(Supplied data Opens)

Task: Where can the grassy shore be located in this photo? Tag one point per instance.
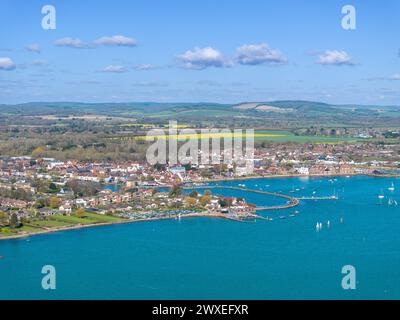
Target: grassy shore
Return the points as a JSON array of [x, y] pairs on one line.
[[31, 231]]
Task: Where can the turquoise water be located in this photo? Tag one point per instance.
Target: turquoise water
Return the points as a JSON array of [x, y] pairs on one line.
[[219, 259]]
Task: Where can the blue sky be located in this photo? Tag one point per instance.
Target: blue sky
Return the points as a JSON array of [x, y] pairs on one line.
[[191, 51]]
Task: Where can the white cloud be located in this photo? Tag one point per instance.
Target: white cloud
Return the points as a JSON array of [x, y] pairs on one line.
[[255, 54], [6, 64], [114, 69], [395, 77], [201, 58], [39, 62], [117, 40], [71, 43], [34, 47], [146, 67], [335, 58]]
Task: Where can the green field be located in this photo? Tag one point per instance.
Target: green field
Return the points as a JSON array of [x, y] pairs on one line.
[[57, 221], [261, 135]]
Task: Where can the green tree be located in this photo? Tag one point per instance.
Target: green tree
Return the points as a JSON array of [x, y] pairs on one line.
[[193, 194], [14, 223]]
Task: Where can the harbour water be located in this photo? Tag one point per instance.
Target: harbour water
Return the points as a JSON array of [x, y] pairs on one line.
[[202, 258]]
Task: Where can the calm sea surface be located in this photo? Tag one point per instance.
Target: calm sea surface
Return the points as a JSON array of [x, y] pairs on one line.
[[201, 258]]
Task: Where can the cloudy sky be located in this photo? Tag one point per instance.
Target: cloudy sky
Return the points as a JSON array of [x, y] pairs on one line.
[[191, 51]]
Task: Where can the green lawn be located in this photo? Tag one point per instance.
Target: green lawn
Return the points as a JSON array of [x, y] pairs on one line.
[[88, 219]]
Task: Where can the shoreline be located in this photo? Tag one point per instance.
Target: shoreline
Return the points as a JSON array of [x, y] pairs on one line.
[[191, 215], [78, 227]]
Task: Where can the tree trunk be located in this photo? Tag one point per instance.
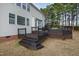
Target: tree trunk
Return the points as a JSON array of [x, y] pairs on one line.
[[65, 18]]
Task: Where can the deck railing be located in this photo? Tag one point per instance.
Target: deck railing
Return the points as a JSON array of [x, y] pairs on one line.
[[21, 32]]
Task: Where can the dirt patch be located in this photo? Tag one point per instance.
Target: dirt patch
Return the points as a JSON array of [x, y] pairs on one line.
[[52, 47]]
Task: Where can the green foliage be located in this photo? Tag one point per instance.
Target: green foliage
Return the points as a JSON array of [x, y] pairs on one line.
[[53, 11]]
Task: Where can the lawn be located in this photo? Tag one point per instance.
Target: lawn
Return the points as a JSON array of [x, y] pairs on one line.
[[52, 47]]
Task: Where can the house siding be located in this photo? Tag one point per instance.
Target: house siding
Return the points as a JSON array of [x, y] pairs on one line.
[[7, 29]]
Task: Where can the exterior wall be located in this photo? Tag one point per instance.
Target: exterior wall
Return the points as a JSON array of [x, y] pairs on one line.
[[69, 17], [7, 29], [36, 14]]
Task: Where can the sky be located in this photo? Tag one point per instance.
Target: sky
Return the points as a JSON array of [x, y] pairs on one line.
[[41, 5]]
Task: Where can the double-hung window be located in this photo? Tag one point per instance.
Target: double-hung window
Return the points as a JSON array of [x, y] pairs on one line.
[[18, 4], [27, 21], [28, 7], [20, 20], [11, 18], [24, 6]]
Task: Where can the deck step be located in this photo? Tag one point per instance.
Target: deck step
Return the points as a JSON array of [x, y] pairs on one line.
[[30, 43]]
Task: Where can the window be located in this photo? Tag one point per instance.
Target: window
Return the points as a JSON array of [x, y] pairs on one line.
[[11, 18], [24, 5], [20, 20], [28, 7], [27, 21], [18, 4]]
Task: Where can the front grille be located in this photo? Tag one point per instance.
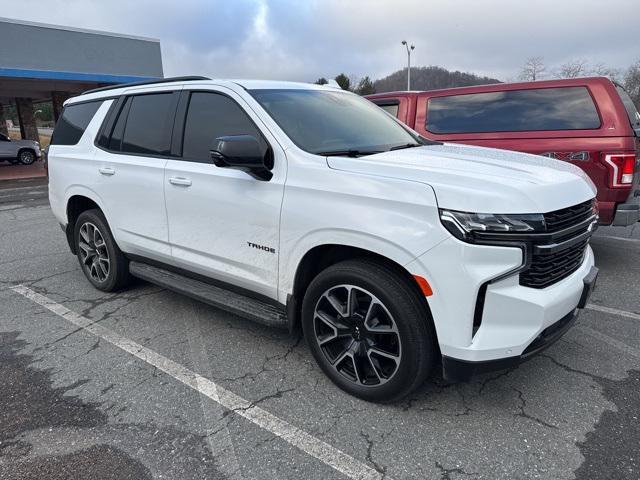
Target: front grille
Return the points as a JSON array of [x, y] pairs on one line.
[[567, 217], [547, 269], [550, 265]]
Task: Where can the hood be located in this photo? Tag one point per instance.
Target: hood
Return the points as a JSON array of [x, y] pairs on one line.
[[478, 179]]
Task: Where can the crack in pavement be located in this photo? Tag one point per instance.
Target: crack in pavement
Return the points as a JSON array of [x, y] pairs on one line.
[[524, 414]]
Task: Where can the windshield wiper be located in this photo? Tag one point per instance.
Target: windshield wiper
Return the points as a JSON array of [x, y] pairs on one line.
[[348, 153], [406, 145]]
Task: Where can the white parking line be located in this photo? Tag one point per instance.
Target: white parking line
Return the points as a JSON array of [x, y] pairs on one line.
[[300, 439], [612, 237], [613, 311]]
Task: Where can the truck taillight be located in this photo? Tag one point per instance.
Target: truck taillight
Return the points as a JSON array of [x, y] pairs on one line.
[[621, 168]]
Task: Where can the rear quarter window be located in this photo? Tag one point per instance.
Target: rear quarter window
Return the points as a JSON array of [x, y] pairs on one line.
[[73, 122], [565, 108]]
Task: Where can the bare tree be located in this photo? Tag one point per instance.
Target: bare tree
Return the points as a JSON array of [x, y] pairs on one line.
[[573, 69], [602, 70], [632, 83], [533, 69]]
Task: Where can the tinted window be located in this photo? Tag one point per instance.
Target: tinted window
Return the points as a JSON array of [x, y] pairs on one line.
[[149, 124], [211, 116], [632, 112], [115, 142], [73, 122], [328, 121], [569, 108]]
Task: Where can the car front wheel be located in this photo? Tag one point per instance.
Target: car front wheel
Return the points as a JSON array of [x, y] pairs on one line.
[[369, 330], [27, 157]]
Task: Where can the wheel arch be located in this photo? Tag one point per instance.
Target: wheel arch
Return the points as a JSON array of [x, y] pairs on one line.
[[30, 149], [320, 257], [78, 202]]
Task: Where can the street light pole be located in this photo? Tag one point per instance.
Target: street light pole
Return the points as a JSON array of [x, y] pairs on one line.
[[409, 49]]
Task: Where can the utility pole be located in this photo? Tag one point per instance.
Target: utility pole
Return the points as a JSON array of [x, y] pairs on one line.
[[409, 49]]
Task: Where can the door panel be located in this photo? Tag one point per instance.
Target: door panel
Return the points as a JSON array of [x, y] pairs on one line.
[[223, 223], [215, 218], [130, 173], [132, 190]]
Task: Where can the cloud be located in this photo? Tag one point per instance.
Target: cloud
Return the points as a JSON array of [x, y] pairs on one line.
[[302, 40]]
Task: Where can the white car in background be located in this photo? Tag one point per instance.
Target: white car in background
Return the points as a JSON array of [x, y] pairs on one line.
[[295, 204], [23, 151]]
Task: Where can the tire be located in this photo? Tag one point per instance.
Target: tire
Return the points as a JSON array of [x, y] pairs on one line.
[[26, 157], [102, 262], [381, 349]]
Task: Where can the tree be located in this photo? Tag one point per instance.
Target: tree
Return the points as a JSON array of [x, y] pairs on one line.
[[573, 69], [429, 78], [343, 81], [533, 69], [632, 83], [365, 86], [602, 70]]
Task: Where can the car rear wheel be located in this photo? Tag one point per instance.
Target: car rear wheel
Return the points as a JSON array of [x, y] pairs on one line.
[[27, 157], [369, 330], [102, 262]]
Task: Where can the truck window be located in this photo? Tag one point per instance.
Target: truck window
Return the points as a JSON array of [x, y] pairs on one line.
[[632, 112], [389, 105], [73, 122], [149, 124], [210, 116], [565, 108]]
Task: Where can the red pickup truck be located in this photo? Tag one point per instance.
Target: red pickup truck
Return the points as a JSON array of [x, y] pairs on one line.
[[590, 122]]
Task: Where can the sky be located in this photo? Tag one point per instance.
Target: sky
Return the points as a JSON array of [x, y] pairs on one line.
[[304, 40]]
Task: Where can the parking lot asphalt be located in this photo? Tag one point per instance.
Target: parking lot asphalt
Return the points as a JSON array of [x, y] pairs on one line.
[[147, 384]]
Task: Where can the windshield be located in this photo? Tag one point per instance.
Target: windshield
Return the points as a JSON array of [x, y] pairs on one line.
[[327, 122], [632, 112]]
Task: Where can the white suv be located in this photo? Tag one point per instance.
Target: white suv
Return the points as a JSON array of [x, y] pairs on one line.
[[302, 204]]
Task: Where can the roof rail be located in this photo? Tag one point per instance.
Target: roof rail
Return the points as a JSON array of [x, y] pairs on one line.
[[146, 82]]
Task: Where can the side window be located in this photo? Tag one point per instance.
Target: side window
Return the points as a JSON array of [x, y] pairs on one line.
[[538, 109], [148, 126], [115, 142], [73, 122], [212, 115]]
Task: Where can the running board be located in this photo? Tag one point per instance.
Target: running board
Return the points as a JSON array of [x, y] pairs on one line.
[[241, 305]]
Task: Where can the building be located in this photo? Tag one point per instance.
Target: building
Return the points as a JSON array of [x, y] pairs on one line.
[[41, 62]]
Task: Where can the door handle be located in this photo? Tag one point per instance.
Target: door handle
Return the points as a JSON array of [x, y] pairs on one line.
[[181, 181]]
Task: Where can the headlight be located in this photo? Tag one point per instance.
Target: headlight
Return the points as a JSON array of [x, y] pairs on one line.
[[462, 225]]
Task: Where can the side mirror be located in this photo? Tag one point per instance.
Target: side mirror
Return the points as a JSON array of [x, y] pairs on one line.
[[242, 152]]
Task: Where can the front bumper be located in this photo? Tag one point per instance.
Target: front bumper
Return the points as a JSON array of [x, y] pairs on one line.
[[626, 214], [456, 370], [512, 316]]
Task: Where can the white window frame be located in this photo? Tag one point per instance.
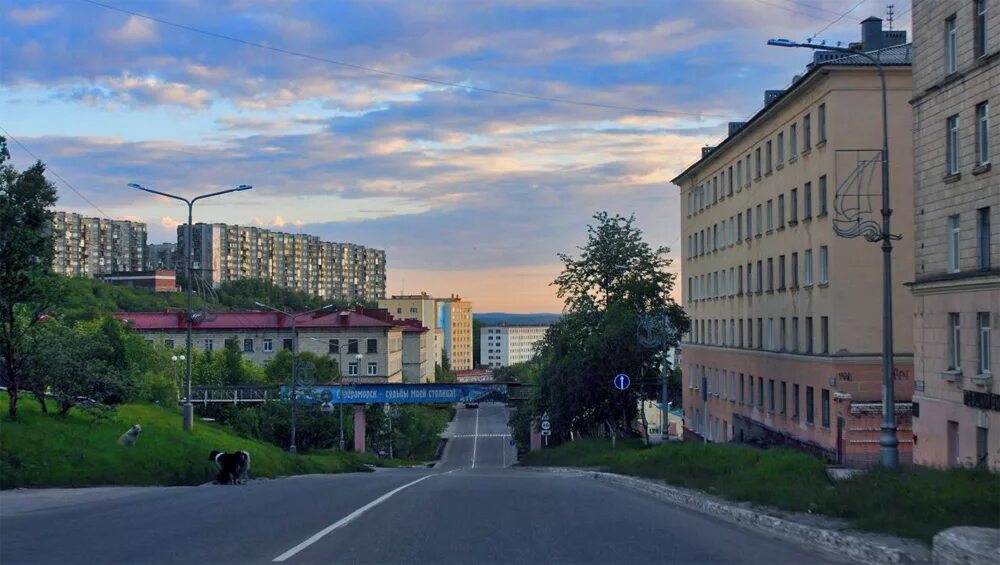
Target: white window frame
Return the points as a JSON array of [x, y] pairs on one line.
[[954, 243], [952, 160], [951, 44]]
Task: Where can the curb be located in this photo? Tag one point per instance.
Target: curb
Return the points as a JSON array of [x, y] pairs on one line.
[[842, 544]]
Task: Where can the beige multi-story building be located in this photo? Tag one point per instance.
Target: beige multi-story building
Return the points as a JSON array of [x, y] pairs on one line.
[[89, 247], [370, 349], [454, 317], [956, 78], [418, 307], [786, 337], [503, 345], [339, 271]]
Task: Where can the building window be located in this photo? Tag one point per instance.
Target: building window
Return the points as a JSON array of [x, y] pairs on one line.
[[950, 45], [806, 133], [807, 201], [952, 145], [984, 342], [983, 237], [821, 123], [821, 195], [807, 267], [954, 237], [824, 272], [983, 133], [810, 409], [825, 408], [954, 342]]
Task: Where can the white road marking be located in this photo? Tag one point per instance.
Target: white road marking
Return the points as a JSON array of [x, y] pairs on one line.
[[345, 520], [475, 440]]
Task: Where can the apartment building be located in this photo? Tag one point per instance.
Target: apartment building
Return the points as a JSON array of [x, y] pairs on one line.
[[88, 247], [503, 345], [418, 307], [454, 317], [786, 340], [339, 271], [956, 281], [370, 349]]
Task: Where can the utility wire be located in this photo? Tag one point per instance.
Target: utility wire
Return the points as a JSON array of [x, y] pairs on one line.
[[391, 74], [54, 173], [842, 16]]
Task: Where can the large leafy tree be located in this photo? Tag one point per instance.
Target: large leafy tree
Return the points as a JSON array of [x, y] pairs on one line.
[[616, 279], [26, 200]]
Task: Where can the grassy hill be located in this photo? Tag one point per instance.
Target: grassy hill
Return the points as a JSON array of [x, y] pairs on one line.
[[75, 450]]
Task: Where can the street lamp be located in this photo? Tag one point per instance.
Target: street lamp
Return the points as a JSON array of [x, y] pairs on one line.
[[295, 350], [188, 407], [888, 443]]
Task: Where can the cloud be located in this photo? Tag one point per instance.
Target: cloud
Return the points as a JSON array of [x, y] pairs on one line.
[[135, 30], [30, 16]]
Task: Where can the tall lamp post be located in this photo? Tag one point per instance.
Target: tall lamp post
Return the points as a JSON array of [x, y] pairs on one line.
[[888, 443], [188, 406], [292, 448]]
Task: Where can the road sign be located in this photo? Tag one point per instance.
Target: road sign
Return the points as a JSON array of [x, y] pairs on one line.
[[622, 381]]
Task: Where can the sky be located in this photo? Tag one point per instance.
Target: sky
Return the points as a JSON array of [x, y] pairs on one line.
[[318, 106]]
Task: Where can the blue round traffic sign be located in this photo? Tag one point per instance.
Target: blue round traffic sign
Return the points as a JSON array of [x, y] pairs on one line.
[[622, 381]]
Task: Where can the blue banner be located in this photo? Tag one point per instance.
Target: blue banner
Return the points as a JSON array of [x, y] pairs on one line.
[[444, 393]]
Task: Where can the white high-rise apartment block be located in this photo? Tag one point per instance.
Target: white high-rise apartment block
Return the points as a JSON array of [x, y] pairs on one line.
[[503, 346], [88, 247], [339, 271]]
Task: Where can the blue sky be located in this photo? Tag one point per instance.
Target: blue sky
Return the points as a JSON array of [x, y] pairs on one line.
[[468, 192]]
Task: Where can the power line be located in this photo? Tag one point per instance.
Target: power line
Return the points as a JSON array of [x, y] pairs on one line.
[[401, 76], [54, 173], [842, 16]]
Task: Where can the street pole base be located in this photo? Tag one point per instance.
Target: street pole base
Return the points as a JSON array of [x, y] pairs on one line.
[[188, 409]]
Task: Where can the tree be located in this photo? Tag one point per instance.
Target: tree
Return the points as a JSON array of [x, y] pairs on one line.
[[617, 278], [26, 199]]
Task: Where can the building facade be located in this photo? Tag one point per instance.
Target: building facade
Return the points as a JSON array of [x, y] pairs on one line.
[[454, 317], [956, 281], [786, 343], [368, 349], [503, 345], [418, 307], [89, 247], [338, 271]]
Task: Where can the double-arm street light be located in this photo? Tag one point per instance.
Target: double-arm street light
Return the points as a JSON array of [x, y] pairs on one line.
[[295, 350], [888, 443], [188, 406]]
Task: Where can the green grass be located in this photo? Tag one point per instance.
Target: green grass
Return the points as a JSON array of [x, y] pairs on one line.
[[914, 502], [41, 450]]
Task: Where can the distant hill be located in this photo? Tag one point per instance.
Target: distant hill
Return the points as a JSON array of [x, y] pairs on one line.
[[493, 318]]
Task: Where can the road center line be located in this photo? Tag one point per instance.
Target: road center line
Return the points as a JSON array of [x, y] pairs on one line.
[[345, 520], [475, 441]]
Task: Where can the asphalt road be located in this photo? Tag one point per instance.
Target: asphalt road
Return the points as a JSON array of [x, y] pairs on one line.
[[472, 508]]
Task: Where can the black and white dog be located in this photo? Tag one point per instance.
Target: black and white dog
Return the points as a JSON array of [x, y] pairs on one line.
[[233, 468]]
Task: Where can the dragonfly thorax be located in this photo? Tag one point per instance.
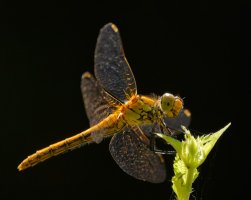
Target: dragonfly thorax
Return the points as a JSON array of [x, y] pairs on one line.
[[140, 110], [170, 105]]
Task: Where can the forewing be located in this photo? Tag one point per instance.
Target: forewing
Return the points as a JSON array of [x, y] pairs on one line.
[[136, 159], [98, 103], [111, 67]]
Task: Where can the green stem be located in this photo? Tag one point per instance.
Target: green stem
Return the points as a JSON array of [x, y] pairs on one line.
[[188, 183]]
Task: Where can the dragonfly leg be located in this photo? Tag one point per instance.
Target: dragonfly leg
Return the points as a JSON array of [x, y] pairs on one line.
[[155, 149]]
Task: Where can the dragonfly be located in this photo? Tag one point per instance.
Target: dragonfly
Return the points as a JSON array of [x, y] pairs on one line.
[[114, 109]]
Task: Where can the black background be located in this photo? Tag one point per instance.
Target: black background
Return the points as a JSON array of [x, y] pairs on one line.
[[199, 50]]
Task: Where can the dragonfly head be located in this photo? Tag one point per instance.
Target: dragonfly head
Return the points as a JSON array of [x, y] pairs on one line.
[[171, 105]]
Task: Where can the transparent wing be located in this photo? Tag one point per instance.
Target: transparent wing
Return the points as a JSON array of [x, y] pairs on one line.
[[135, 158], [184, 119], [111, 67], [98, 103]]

(Supplied data Closes)

| The task |
Take the entries above and return only the lines from the one with "Task: Where can the beige" to the one with "Target: white road marking", both included, unchanged.

| Answer section |
Task: Where can the beige multi-story building be located in this photo? Tag one point per instance.
Target: beige multi-story building
Return the points as a JSON array of [x, y] pairs on one line.
[[89, 247], [370, 349], [454, 317], [956, 78], [418, 307], [786, 337], [503, 345], [339, 271]]
Task: Where can the building window be located in this photo? Tag one point per instance.
Target: building window
Return the points as a JSON array of [x, y] pairs on one line.
[[950, 45], [806, 133], [807, 201], [952, 145], [984, 342], [983, 237], [821, 123], [821, 195], [807, 267], [954, 237], [824, 272], [983, 133], [810, 409], [825, 408], [954, 342]]
Task: Where can the white road marking be located in this photo? Tag one point per instance.
Target: white road marking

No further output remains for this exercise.